--- Brief 1 ---
Reproduce the part of the text on consistency strength between "A mathematical theory $\tau$" and "relative to $\tau$.", inclusive.

Preliminar Notions: A formal system is a tuple $(\Sigma,G,A,R)$ where $\Sigma$ is an alphabet (set of symbols), $G$ is a formal grammar on $\Sigma$ that generates a formal language $L$ (set of well formed formulas -wffs-). $A$ is a formal theory (subset of $L$) called the set of axioms and $R$ is a set of inference rules that determine the mathematical theory (formal theory) derived from the axioms.

A mathematical theory $\tau$ is consistent if it does not have any contradictions. Given two mathematical theories, $s$ and $\tau$, it is said that $s$ is consistent relative to $\tau$ if the consistency of $\tau$ implies the consistency of $s$ ($Con(\tau)\to Con(s)$). We also say that $s$ has greater consistency strength than $\tau$ if $\tau$ is consistent relative to $s$ but $s$ is not known to be consistent relative to $\tau$.

Motivation: In logic it is common practice to analyze the consistency strength of a theory relative to another, and the most popular comparison is made against $ZFC$. There are a lot of theorems in the literature showing $Con(\tau)\to Con(s)$ for $\tau$ and $s$ formal theories and also it is a typical question to ask about the consistency strength of a mathematical theory whenever its formal system is presented/introduced. Based on this, I believe a diagram or a compendium of the consistency strength between the most important formal theories would be useful to have (in order to locate a new formal system quickly in the "hierarchy of consistency strength") but I have not been able to find any on the internet.

The Question: Do you know of a diagram or a compendium of the consistency strength of the most important formal theories studied in mathematical logic? I'm searching for theories that contain enough arithmetic to prove Gödel's Incompleteness Theorems and by important I mean that the formal system that generates the theory has been studied by several mathematical logicians (let's say 25). I'm also searching for diversity, not just relations between large cardinal hypothesis but also systems like Martin-Löf Type Theory or the systems used to study Homotopy Type Theory or Reverse Mathematics.

Extra: If there is none, we can contribute by adding consistency relations as answers and referencing the paper/book where the result comes from.

An Example: $$Con(ZFC)\leftrightarrow Con(ZF) \to Con(PA) \to Con(PRA)$$

On the answer to the question: The answer that fits the most to the requirements of the question is a combination of Joel David Hamkins' answer and the comment on it by Ali Enayat about Harvey Friedman's paper. It should be easy for someone to have a good general picture of the consistency strength between formal theories combining these two. If you wish to add more theories from other fields such as HoTT or Category Theory you are welcome to do so as a comment in that answer.

--- Brief 2 ---
Locate every line of the records that contains the string "with", matching case exactly, and copy each such line.

--- Record set ---
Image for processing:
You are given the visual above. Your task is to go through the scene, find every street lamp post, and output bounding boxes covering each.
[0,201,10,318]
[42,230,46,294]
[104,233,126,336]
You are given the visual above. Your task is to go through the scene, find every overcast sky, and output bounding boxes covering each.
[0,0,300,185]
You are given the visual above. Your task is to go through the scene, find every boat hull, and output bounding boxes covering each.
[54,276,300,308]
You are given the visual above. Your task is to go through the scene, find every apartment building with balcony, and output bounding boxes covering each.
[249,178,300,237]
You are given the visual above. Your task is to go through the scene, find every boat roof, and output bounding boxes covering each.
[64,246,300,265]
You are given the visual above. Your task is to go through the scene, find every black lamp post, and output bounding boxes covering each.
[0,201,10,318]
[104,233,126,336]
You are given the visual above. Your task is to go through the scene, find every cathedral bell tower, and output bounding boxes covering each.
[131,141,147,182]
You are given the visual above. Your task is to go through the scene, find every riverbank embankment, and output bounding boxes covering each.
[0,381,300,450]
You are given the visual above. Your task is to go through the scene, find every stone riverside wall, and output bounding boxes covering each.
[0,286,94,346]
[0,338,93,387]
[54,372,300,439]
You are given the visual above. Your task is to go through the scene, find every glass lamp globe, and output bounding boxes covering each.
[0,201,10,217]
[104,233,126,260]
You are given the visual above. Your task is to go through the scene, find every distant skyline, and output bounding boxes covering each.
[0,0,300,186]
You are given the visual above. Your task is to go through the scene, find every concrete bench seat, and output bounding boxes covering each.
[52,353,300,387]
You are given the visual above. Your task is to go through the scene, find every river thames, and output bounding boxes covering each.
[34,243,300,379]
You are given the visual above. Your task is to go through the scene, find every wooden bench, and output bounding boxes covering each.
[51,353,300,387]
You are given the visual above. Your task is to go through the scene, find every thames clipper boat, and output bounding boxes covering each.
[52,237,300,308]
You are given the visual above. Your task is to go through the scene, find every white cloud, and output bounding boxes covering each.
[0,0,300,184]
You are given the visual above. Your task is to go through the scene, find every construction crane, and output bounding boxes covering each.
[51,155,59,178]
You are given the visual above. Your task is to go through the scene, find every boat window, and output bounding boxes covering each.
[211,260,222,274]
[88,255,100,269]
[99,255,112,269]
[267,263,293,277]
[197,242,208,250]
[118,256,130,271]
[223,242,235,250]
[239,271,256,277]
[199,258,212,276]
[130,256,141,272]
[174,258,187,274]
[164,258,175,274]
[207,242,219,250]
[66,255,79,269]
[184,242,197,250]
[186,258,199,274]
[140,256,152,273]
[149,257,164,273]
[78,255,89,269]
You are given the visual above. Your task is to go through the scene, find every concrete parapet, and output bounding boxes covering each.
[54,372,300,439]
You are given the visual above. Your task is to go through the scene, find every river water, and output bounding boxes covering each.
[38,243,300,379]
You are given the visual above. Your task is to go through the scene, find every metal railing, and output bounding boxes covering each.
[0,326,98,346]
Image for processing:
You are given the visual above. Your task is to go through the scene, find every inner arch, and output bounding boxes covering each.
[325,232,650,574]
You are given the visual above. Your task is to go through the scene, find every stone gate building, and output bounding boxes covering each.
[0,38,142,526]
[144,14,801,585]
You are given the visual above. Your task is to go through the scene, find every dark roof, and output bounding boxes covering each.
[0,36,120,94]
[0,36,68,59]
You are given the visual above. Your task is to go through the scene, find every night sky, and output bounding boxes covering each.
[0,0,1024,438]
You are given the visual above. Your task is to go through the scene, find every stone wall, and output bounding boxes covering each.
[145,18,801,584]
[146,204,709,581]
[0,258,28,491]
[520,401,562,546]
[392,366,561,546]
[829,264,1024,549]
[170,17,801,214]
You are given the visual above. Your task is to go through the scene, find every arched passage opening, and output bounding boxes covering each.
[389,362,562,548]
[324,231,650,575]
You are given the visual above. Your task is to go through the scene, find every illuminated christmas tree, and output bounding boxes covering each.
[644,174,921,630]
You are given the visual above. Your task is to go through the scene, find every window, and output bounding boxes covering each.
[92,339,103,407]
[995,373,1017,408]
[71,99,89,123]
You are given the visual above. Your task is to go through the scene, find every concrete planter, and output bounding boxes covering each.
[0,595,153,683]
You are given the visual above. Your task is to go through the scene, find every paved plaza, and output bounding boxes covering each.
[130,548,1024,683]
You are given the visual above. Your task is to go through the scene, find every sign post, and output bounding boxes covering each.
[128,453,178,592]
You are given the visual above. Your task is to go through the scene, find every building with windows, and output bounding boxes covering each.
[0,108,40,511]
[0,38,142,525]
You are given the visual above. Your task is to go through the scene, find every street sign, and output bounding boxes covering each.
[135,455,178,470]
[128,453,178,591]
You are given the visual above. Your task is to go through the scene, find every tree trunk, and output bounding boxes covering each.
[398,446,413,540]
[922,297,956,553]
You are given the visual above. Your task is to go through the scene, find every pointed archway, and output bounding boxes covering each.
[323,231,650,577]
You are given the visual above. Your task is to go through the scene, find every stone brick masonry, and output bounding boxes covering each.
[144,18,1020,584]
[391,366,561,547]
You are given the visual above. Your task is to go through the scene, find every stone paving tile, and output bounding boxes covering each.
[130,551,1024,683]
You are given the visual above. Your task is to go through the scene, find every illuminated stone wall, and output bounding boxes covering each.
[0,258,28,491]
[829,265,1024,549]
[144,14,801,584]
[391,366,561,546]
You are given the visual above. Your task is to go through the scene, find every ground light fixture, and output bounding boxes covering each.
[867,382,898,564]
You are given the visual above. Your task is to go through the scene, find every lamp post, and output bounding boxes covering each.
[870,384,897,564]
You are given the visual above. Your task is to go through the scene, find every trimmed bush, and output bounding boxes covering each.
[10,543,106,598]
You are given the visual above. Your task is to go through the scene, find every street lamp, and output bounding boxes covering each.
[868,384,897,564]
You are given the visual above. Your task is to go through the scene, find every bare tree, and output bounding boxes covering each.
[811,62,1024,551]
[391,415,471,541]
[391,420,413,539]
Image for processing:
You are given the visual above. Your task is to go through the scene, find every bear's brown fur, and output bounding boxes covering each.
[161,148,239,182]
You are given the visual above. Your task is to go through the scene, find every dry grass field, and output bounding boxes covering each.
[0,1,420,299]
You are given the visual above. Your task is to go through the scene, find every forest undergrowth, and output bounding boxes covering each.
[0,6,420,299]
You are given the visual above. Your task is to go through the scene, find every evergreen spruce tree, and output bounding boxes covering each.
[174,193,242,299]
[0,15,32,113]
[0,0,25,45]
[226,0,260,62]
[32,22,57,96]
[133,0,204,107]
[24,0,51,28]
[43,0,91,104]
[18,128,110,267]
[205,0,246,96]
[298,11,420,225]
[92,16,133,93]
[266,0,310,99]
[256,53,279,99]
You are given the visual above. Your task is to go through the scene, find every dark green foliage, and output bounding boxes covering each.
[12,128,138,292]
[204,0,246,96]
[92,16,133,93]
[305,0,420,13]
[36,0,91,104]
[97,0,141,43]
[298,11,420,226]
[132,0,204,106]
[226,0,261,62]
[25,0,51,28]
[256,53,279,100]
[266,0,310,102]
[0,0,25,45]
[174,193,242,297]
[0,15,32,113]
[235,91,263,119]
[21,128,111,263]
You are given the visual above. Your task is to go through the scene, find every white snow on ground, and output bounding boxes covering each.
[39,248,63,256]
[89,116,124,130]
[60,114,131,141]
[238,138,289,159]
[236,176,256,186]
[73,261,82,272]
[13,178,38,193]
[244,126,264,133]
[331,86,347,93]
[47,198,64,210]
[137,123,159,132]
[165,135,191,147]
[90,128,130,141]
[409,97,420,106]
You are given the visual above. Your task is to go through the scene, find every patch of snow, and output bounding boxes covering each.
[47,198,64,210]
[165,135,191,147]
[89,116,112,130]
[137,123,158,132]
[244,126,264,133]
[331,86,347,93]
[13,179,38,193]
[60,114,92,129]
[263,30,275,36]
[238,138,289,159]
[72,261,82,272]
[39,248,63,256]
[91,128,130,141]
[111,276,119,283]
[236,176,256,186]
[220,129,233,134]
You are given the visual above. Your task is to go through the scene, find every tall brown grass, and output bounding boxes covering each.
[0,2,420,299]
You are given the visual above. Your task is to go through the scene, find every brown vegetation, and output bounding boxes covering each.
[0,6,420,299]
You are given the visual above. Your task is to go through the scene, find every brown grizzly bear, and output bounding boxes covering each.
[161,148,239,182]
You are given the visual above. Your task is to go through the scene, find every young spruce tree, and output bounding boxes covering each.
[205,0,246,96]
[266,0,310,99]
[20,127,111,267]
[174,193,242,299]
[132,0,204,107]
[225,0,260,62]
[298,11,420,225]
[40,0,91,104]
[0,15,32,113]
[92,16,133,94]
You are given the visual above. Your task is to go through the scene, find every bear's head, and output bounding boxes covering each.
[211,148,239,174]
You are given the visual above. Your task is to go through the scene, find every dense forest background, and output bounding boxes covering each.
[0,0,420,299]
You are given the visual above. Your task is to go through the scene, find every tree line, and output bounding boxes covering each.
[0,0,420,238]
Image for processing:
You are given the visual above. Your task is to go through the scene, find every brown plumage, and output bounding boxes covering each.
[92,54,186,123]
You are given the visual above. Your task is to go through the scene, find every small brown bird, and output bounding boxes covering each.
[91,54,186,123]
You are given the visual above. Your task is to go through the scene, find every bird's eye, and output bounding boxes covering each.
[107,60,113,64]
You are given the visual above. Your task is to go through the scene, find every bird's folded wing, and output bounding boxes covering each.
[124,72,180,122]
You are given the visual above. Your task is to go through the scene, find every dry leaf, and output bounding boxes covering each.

--- Exercise output 1 ---
A mathematical theory $\tau$ is consistent if it does not have any contradictions. Given two mathematical theories, $s$ and $\tau$, it is said that $s$ is consistent relative to $\tau$ if the consistency of $\tau$ implies the consistency of $s$ ($Con(\tau)\to Con(s)$). We also say that $s$ has greater consistency strength than $\tau$ if $\tau$ is consistent relative to $s$ but $s$ is not known to be consistent relative to $\tau$.

--- Exercise output 2 ---
You are given the visual above. Your task is to go through the scene, find every apartment building with balcony, and output bounding boxes covering each.
You are given the visual above. Your task is to go through the scene, find every building with windows, and output bounding boxes covering each.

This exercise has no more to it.